= The Wknd =

Malaysian media company

The Wknd is a media company based in Kuala Lumpur, Malaysia, and produces music events and digital video content that focuses on Southeast Asian music.

==Founding==
The Wknd was founded in 2008 by Fikri Fadzil, together with a team of volunteers from the Malaysian music scene. It started as a hobby and passion project, where the team got together on one weekend to record live music performances by Malaysian independent musicians - hence the moniker Wknd.

The series of music video content was named The Wknd Sessions, and has been one of the longest-running music series in Southeast Asia. The series has cemented The Wknd's place as a tastemaker, through new discoveries and early indie scene stars.

Since its inception, The Wknd has left an indelible mark on the regional music scene, establishing itself as the go-to source for those seeking out the freshest unsigned and independent music from Malaysia and Southeast Asia.

THE REQUEST: Write out the part of the text on The Wknd that begins at the words "The series of" and stops after "indie scene stars.".

LISTED RECORDS:
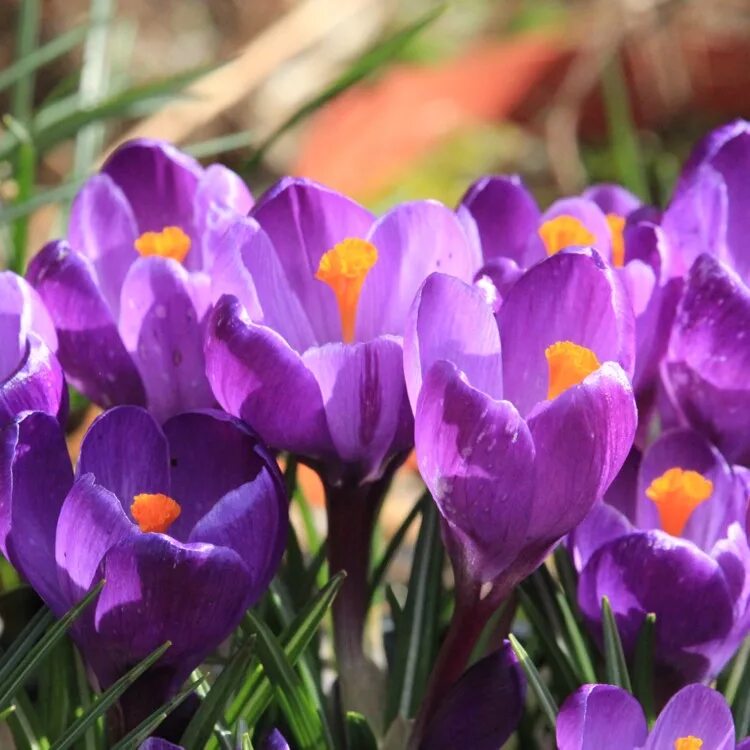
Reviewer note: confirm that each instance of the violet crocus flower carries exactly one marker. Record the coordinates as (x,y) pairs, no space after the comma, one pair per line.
(31,378)
(513,234)
(599,716)
(195,506)
(522,421)
(709,350)
(671,539)
(128,289)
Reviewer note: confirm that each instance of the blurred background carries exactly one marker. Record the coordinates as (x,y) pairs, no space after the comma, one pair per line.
(386,100)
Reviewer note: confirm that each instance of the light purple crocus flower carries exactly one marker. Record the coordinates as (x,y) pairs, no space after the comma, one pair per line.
(128,290)
(709,351)
(522,421)
(195,506)
(605,716)
(671,539)
(31,378)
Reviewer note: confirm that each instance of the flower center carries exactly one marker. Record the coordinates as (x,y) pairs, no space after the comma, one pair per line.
(569,364)
(344,268)
(676,494)
(688,743)
(171,242)
(154,511)
(564,231)
(616,226)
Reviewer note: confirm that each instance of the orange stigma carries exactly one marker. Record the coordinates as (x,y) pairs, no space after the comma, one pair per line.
(155,512)
(616,226)
(564,231)
(344,268)
(171,242)
(676,494)
(569,364)
(688,743)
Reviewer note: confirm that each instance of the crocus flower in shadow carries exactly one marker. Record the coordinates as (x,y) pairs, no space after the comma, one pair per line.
(186,523)
(128,290)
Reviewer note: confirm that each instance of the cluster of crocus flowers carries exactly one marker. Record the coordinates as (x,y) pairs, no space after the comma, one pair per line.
(186,523)
(605,716)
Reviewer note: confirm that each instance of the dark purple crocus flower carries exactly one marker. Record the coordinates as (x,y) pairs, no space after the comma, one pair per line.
(185,522)
(128,290)
(709,350)
(522,421)
(605,716)
(671,539)
(513,234)
(31,378)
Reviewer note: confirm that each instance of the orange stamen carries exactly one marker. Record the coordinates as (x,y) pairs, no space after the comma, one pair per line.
(171,242)
(564,231)
(676,494)
(154,511)
(569,364)
(344,268)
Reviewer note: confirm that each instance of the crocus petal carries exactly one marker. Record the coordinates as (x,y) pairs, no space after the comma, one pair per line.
(413,240)
(366,405)
(468,715)
(305,220)
(143,603)
(653,572)
(257,377)
(581,439)
(451,320)
(709,355)
(158,181)
(90,349)
(696,711)
(127,452)
(504,215)
(612,199)
(572,296)
(477,458)
(599,716)
(102,227)
(162,327)
(34,478)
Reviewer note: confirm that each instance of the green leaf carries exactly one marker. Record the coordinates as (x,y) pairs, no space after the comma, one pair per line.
(144,730)
(35,657)
(295,702)
(417,631)
(615,667)
(395,542)
(107,699)
(366,65)
(643,668)
(359,736)
(201,725)
(546,701)
(256,693)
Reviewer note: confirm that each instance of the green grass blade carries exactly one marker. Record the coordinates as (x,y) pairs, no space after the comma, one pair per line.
(615,667)
(34,658)
(144,730)
(107,699)
(201,725)
(546,701)
(295,702)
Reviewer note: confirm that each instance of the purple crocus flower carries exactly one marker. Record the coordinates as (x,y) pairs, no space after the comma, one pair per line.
(513,234)
(196,506)
(599,716)
(31,378)
(128,289)
(671,539)
(709,351)
(522,421)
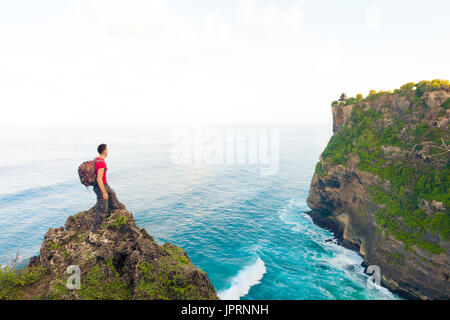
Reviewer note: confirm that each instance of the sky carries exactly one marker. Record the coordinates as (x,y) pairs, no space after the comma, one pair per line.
(151,62)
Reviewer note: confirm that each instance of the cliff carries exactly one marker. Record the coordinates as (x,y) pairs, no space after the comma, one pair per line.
(382,185)
(121,261)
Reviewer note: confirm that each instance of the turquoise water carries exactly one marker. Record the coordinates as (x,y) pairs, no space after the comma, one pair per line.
(248,232)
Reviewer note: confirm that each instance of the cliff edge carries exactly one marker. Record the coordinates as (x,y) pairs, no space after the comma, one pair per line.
(382,185)
(121,261)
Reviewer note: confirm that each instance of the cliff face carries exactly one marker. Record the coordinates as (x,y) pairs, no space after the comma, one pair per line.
(382,185)
(121,261)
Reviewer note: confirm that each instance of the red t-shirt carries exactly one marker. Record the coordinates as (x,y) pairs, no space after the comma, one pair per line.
(99,165)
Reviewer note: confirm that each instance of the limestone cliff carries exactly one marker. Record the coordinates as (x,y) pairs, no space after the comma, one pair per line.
(121,261)
(382,185)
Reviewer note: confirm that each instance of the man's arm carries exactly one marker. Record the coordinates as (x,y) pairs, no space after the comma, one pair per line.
(100,183)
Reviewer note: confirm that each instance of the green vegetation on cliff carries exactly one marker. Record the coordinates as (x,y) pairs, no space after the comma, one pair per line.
(409,152)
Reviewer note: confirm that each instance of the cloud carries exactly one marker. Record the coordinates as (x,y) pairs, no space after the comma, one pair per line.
(373,17)
(271,16)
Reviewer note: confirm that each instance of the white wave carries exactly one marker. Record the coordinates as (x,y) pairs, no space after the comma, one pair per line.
(244,280)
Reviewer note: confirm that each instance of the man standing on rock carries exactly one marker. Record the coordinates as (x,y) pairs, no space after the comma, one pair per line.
(106,197)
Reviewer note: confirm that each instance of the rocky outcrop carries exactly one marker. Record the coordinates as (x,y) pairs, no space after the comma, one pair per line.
(354,193)
(121,261)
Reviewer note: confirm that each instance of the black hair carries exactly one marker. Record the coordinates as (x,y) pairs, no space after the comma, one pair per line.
(101,148)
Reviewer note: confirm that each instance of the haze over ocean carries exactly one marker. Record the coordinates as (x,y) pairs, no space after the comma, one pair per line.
(247,231)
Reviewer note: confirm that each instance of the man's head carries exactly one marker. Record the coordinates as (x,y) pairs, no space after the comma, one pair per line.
(102,150)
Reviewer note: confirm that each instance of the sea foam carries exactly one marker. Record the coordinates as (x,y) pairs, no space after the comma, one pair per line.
(244,280)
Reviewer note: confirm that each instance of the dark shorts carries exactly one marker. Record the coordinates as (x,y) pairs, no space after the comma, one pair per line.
(103,207)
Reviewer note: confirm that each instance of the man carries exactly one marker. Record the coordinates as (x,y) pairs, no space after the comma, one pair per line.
(106,197)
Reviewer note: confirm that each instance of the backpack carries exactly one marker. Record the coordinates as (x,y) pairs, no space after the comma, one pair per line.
(86,171)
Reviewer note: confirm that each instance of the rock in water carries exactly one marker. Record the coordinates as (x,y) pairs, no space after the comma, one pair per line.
(121,261)
(382,185)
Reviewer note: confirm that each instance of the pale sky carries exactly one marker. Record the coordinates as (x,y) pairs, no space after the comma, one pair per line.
(210,61)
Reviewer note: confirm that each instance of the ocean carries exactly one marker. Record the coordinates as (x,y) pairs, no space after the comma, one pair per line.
(247,230)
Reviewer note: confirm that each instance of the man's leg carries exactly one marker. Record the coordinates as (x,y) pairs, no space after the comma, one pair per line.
(112,198)
(101,209)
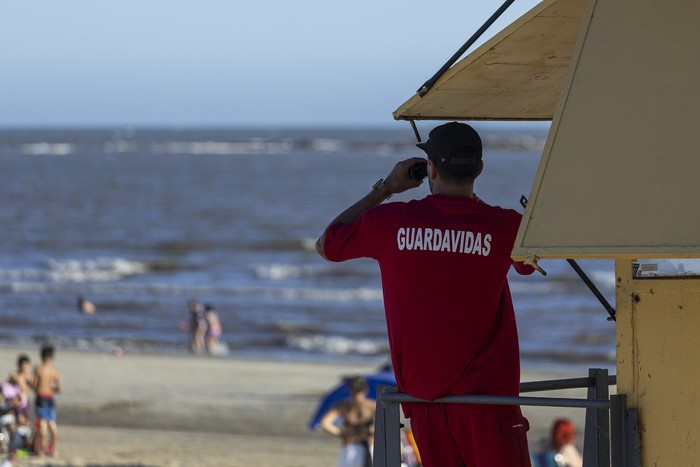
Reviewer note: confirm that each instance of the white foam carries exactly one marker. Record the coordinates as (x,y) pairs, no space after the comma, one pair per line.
(52,149)
(93,270)
(336,345)
(280,271)
(254,146)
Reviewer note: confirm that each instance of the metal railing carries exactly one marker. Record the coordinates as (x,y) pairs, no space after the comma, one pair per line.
(610,437)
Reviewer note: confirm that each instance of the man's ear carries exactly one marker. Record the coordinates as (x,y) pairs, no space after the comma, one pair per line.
(480,169)
(432,170)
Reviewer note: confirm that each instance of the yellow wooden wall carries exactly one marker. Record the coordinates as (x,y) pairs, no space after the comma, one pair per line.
(658,364)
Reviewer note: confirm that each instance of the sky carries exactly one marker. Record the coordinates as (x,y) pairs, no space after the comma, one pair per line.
(251,63)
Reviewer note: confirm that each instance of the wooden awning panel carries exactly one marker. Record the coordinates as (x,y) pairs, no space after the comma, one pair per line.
(517,75)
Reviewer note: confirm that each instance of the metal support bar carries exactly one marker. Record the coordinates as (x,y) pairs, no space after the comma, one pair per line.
(624,433)
(428,85)
(592,287)
(556,384)
(602,404)
(387,439)
(387,431)
(596,449)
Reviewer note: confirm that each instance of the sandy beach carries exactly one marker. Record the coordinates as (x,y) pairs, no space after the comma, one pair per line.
(174,410)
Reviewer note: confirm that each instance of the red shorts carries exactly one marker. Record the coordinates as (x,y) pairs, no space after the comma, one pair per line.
(459,435)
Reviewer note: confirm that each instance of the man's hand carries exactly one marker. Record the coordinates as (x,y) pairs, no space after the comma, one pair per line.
(399,179)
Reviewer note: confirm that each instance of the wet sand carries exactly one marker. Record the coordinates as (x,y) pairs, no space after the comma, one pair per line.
(167,410)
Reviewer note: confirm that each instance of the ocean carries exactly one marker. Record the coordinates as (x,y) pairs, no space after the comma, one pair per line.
(140,221)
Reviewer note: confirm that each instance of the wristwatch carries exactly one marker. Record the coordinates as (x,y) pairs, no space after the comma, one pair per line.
(381,186)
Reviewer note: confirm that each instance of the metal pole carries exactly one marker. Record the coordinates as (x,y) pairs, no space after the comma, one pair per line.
(428,85)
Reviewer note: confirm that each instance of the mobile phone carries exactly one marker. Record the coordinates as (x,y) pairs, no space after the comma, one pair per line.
(419,170)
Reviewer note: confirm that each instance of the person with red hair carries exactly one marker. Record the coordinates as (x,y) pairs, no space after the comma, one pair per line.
(564,443)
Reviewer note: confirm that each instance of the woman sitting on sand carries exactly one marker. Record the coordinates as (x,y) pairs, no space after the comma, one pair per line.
(357,429)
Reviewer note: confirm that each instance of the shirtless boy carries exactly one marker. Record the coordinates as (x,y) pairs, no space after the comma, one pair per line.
(47,382)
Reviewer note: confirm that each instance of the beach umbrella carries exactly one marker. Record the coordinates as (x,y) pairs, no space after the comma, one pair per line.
(342,392)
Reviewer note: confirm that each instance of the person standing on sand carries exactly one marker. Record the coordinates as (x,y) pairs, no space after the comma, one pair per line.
(22,378)
(197,327)
(214,329)
(444,261)
(357,429)
(46,383)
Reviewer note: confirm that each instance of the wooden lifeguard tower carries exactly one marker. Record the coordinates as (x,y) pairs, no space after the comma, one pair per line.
(620,81)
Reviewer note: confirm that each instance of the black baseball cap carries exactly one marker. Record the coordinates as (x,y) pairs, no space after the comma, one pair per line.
(453,143)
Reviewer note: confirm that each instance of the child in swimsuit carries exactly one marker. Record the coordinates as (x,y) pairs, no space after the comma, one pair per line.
(46,383)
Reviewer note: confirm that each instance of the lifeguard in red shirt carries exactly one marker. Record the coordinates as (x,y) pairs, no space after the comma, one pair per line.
(444,261)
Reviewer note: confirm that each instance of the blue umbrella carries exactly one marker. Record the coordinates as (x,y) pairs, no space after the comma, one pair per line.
(342,392)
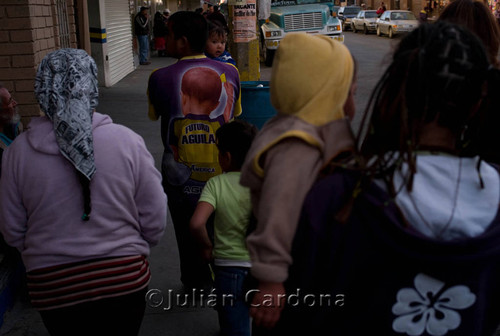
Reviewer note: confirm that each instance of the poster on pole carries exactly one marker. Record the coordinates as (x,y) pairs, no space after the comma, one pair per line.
(245,21)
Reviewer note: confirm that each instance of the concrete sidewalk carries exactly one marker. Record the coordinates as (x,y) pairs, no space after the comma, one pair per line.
(126,103)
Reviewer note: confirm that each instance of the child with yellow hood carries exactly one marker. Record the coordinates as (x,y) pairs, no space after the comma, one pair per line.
(312,89)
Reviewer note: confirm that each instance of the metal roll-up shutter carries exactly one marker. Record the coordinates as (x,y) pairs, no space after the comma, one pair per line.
(119,39)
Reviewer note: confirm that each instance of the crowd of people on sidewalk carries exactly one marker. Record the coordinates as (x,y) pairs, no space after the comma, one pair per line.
(299,227)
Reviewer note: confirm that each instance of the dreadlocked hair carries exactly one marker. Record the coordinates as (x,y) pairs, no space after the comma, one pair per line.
(436,75)
(85,183)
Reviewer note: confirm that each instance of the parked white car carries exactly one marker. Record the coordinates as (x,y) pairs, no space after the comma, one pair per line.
(394,22)
(366,21)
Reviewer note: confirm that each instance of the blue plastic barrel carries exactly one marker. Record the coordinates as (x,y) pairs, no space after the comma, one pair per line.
(255,103)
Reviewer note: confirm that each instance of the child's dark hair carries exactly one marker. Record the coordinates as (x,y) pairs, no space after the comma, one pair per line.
(236,138)
(439,73)
(215,28)
(191,25)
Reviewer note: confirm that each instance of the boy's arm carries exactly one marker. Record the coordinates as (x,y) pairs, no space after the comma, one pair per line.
(280,202)
(198,228)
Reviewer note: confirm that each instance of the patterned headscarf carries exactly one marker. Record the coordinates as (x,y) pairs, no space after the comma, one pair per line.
(67,91)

THE SOLUTION:
The series of music video content was named The Wknd Sessions, and has been one of the longest-running music series in Southeast Asia. The series has cemented The Wknd's place as a tastemaker, through new discoveries and early indie scene stars.